- TRECHO DO DOCUMENTO -
__________________________________________________

FOLHA
MADRI - Em 1992, eu estava como correspondente desta Folha em Madri. No domingo em que a revista "Veja" começou a circular com a entrevista de Pedro Collor que detonaria o processo que levaria à queda do irmão-presidente, Alon Feuerwerker, então no comando da Sucursal de Brasília, chamou-me e disse: "Gostaria que você estivesse aqui em Brasília amanhã cedo (segunda-feira)".
Já não havia vôos de Madri para o Brasil. Foi uma correria para conseguir a conexão Madri/Lisboa/Rio/ Brasília. Quando me sentei finalmente no avião de uma Varig ainda em forma, ia respirar aliviado quando vieram as recomendações a respeito do cólera, que então assolava a pátria amada. Estava havia pouco em Madri, mas é facílimo e rapidíssimo acostumar-se à civilização.
Duro é o choque de ser trazido de volta à realidade de um país primitivo a ponto de ter problemas com uma doença medieval.
Catorze anos e quatro presidentes depois, o choque retorna. Ler a Folha com mais atenção, para me atualizar após uma semana de debates em Davos, é ler a história de um país primitivo, bárbaro.

__________________________________________________

[Entradas de dados armazenados]
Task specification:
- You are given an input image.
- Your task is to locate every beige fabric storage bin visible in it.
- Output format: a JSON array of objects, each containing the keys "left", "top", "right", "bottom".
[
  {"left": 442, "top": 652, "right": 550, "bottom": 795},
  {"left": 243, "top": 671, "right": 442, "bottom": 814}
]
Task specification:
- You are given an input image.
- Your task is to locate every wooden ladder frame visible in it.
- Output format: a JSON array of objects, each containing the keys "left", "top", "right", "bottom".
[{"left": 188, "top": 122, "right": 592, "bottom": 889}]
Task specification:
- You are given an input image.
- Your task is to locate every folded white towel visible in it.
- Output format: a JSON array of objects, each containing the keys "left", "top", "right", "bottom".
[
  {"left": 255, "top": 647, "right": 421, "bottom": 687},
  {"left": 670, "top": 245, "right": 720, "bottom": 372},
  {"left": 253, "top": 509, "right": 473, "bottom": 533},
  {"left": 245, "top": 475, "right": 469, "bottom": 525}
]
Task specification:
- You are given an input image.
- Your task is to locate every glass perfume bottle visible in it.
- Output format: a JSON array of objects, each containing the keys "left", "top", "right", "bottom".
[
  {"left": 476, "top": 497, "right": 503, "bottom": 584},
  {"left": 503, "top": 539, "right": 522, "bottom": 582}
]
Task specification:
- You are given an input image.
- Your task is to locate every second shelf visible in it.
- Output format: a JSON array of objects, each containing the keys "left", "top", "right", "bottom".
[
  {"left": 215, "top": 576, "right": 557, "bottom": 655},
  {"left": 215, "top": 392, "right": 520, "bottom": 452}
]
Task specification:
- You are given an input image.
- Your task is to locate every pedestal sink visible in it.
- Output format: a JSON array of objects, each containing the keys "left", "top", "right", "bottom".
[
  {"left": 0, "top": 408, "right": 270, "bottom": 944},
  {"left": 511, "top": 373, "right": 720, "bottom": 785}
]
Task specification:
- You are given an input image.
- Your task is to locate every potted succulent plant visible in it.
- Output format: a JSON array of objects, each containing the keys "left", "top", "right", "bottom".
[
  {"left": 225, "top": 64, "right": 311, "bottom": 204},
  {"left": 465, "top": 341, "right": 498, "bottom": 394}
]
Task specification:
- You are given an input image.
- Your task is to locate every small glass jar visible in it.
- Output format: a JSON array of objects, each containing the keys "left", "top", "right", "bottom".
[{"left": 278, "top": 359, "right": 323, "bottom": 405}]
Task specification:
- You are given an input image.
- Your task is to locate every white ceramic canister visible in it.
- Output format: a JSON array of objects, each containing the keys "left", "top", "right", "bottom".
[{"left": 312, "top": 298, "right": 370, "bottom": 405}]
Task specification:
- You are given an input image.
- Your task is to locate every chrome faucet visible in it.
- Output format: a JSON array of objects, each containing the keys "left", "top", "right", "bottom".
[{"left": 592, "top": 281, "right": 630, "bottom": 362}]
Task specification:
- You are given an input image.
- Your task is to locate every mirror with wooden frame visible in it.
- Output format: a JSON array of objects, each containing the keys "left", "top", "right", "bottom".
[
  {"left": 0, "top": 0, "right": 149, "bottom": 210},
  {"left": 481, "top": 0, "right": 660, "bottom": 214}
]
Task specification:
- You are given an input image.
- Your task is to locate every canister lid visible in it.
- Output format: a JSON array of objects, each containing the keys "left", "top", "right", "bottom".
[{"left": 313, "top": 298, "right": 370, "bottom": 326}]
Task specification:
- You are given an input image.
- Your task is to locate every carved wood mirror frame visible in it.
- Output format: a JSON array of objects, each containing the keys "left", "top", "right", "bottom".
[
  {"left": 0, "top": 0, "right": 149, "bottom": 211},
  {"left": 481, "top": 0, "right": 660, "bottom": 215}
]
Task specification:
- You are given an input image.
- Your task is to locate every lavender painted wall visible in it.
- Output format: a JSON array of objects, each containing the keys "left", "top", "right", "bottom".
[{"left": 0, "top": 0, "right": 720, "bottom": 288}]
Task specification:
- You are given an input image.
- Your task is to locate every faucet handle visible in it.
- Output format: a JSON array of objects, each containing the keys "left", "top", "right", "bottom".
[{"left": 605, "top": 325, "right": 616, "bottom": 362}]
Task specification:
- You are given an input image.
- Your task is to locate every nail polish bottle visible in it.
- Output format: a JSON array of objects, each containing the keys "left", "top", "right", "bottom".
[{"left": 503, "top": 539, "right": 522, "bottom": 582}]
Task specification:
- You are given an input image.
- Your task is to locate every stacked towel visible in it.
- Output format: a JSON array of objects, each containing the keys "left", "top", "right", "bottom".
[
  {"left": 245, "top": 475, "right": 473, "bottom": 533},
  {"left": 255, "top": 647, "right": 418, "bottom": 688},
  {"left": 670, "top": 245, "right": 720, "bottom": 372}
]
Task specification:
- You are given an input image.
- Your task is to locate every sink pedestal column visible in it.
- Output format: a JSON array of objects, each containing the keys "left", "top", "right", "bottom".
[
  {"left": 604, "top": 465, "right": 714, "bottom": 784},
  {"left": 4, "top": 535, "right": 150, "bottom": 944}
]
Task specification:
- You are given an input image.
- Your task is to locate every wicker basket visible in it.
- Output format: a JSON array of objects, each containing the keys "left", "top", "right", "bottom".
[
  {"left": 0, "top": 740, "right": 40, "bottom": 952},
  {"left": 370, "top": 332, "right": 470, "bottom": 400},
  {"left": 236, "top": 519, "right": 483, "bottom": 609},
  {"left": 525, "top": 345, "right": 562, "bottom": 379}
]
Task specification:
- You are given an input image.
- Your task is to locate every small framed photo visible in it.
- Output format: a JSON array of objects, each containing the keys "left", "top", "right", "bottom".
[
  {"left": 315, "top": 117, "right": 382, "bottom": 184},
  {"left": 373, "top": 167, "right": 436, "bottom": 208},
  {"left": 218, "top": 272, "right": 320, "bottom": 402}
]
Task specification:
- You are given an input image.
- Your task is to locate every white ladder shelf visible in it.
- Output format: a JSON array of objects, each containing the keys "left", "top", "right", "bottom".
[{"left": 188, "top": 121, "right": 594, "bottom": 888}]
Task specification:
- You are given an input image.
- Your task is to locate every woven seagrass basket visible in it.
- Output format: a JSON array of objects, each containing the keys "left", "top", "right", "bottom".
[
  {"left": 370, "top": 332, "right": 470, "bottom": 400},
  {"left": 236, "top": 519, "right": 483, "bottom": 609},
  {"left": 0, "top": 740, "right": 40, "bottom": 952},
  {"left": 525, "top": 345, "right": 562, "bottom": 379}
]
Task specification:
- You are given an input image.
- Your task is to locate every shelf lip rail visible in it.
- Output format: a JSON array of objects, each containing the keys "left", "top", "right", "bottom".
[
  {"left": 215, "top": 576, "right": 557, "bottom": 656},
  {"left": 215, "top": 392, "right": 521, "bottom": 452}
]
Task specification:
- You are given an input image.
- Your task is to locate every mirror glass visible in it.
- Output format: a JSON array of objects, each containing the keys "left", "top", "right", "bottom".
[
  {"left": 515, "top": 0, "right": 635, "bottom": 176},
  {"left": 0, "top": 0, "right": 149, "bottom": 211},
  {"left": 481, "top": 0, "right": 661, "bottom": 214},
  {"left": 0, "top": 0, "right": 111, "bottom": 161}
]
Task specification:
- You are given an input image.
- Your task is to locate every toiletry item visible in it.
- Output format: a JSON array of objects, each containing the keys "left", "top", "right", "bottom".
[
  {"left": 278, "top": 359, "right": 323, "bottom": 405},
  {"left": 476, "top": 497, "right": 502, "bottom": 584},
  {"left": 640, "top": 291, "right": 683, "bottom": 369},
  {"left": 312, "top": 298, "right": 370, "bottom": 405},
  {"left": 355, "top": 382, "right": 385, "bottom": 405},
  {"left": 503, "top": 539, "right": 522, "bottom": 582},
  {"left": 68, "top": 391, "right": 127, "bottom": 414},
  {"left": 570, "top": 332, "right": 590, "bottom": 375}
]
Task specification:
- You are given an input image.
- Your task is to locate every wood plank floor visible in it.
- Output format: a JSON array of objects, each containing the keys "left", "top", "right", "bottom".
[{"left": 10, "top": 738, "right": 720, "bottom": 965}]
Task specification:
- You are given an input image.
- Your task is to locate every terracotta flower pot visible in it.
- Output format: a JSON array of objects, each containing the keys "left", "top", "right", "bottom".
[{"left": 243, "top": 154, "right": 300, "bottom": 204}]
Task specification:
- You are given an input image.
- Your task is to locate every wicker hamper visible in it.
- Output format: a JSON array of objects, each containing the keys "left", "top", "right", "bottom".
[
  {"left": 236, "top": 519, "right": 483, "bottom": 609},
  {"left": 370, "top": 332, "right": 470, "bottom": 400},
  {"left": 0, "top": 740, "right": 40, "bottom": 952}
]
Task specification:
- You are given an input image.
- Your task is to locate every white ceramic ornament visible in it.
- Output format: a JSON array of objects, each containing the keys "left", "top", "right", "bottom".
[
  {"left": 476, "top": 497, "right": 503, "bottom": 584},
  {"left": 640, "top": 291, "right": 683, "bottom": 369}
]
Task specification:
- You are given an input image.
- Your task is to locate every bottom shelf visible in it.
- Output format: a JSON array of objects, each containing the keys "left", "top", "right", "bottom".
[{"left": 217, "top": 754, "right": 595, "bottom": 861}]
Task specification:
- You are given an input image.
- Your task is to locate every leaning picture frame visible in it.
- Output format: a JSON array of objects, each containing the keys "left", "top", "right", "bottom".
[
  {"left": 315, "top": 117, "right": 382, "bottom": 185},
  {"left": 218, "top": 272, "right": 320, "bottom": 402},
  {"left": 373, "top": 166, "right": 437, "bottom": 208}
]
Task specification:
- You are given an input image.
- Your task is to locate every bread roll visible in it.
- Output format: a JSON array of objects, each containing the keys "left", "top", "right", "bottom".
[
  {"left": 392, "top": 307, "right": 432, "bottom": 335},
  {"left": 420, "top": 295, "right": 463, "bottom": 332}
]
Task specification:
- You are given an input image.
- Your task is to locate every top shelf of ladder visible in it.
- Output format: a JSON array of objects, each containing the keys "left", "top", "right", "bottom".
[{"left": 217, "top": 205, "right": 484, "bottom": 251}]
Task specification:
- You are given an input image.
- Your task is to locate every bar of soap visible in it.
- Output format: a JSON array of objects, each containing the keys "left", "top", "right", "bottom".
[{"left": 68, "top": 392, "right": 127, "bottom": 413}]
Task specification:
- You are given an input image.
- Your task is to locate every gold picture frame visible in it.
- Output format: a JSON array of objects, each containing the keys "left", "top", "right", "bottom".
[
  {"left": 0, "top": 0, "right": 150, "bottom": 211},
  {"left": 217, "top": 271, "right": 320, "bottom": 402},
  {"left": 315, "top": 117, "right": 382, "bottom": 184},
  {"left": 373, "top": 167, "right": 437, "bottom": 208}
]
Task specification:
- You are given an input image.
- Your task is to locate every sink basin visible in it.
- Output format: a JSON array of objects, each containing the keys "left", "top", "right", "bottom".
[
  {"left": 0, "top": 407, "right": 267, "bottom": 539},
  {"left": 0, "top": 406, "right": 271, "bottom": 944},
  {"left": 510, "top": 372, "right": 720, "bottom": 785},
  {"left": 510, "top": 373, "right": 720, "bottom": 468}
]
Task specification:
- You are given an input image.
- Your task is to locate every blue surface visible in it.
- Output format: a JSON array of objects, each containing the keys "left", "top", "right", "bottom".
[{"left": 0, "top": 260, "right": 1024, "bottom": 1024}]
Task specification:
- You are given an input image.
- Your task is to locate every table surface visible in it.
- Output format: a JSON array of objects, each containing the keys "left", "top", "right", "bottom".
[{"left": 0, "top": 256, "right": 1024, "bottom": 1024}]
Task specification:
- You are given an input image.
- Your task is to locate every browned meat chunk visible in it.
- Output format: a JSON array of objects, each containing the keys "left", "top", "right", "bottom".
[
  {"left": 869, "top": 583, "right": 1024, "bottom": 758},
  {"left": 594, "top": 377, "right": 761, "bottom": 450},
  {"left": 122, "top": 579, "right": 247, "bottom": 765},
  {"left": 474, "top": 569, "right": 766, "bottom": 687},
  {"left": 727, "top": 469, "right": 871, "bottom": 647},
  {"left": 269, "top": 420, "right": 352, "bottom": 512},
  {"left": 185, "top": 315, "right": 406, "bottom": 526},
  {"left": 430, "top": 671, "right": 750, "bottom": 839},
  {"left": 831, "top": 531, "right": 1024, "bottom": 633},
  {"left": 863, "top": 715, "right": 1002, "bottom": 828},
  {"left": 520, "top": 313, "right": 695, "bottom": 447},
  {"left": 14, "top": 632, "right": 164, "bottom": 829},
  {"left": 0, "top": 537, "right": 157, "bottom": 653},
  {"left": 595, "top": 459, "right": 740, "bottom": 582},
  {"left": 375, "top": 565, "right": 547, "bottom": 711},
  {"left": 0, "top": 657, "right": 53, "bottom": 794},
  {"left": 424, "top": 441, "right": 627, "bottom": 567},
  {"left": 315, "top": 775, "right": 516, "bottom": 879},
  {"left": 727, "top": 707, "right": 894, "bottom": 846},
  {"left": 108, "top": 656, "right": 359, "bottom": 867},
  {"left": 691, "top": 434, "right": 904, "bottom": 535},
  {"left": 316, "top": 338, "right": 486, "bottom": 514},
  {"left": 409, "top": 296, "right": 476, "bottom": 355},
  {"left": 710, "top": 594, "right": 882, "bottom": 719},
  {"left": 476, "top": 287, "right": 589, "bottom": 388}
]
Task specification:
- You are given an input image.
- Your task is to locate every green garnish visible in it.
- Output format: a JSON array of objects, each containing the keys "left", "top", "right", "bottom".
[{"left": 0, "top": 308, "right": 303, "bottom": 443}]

__________________________________________________

- O PROBLEMA -
Traduza para o inglês esta frase do trecho do documento: "Duro é o choque de ser trazido de volta à realidade de um país primitivo a ponto de ter problemas com uma doença medieval."

- RESULTADO DO EXERCÍCIO -
The hard part is the shock of being brought back to the reality of a country so primitive that it has problems with a medieval disease.